#### Exercise goal:
Transcribe exactly the lines from the one holding "of the golden" to the end of the data below, including both of those lines and no others.

#### Records for this task:
□ □ □ □ □ □ □
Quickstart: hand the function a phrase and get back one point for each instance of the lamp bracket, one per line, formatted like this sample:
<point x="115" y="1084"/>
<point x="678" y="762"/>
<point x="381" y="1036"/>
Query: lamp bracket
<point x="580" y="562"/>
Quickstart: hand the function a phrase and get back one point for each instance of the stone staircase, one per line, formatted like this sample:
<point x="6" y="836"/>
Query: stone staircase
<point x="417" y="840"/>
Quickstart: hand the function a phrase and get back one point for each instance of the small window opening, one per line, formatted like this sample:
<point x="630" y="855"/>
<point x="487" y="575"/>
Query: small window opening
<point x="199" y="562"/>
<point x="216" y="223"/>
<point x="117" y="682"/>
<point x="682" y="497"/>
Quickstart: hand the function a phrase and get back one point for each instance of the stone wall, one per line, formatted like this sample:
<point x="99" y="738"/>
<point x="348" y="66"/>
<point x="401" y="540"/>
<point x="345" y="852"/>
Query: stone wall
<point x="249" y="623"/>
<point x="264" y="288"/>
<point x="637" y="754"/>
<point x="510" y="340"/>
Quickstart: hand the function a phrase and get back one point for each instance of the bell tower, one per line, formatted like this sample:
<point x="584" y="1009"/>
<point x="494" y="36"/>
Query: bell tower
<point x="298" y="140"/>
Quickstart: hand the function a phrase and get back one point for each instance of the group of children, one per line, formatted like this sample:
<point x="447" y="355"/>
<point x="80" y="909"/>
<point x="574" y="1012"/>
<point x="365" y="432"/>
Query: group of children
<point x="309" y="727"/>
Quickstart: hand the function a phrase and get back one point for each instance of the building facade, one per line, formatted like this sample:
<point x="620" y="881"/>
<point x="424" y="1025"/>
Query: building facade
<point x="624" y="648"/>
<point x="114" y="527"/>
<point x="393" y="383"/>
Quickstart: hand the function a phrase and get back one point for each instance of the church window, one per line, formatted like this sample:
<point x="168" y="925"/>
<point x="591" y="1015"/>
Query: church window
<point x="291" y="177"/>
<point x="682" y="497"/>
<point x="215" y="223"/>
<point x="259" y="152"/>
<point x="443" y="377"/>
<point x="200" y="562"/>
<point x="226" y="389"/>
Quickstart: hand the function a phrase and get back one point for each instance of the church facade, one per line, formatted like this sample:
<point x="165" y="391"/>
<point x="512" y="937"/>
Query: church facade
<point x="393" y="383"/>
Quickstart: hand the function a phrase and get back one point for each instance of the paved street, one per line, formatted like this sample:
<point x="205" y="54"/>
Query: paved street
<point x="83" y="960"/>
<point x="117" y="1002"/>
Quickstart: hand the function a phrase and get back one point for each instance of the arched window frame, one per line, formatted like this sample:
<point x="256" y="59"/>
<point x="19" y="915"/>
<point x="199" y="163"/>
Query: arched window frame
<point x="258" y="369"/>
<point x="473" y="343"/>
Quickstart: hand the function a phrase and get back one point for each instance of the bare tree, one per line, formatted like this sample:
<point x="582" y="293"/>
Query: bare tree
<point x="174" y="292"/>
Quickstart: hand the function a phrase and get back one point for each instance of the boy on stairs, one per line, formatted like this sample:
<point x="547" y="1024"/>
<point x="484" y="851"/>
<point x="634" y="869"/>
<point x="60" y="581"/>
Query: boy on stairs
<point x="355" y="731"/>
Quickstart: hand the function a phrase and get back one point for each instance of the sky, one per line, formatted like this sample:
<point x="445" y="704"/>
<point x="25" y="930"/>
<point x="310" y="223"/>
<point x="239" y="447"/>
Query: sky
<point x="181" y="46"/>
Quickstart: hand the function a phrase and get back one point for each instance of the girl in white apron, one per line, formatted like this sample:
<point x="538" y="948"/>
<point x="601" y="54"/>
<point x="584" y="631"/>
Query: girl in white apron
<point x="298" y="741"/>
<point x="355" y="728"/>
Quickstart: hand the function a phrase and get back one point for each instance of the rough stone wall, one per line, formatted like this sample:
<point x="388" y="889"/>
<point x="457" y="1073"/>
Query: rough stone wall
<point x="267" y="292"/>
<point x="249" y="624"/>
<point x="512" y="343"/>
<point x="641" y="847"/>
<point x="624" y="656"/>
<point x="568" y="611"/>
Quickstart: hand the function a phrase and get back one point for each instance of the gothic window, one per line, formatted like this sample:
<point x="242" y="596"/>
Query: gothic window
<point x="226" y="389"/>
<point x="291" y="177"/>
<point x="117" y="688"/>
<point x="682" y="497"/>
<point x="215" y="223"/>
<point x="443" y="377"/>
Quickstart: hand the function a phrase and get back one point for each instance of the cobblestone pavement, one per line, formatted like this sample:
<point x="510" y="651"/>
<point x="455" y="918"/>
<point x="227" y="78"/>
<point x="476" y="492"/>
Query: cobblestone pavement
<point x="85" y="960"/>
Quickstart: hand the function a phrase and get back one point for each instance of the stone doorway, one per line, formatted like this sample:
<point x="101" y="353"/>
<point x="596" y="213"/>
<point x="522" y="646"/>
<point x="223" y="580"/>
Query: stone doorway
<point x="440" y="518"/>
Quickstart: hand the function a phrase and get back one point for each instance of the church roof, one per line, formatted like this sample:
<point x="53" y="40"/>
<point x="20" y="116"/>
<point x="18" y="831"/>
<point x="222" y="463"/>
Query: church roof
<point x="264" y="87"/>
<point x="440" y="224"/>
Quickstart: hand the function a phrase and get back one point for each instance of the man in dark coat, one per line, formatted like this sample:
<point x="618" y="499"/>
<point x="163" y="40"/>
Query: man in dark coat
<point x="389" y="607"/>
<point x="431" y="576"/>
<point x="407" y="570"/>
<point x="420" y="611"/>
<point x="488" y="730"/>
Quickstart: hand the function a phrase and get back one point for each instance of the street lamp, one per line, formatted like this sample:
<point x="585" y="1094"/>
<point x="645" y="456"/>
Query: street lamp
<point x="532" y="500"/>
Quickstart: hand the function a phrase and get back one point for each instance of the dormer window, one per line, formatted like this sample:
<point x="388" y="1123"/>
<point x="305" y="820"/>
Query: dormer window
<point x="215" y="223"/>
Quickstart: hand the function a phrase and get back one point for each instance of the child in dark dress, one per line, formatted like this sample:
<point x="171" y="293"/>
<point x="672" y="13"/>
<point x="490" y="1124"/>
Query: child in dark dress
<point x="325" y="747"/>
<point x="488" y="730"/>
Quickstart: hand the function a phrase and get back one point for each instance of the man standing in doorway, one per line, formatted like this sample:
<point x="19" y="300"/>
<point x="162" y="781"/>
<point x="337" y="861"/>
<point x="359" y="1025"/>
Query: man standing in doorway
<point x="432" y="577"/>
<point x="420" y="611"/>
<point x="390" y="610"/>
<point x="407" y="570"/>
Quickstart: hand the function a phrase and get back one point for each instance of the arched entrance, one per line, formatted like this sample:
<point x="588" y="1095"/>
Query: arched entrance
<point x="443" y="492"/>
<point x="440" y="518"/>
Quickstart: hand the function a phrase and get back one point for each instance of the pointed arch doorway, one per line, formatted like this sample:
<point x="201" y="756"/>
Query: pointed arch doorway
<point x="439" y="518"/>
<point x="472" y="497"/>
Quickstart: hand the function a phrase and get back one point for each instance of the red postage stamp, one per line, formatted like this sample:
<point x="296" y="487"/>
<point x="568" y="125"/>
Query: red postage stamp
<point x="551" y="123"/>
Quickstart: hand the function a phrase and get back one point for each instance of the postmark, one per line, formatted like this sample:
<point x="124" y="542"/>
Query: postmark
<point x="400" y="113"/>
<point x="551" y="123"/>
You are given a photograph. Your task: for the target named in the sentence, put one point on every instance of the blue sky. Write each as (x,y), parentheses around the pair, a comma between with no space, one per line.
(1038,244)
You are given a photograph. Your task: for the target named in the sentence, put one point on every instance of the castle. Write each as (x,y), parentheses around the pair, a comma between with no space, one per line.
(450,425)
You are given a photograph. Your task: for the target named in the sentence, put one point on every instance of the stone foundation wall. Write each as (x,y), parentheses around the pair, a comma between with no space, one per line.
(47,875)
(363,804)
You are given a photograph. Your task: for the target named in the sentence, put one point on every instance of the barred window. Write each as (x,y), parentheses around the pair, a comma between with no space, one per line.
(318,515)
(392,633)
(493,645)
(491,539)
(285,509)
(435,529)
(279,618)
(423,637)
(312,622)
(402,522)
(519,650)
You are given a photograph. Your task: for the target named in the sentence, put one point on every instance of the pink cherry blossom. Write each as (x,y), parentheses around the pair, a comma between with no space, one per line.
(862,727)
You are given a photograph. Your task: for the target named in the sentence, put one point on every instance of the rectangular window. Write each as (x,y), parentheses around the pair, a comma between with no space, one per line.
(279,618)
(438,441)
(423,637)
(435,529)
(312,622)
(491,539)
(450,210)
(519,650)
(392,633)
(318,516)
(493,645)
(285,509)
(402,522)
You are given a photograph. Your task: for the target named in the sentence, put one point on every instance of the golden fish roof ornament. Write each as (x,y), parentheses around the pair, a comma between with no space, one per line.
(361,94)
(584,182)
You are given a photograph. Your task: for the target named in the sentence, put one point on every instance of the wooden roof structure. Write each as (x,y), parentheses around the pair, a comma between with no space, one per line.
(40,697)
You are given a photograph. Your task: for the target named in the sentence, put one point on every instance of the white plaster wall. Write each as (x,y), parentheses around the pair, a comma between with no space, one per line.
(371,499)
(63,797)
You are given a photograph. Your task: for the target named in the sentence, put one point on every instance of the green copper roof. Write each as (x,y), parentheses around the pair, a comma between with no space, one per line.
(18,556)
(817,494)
□ □ □ □ □ □ □
#### Reply to the task:
You are given a photograph. Your task: for the target named in the sentence, put one point on every instance of the golden fish roof ornament. Write each as (x,y), parentheses around the pair, a comma between with no space, one per line.
(361,94)
(584,182)
You are given a photograph. Your task: for the target named in the sentence, put one point on every instance of the wooden roof structure. Write each as (x,y), parentheses around the pair, a comma between with no space, one per line.
(40,697)
You are given a photograph. Your task: for the target named in the sentence, put one point on every instance of the white plaster wall. Write each as (x,y), parentheses around the pair, a comma between with no space, one per line.
(371,499)
(63,797)
You are given a photograph. Your task: for the target named in the sentence, put one point on every instance of the green copper roof. Write each as (x,y), parentheses around the pair, a comma between with no space, one per line.
(18,556)
(817,494)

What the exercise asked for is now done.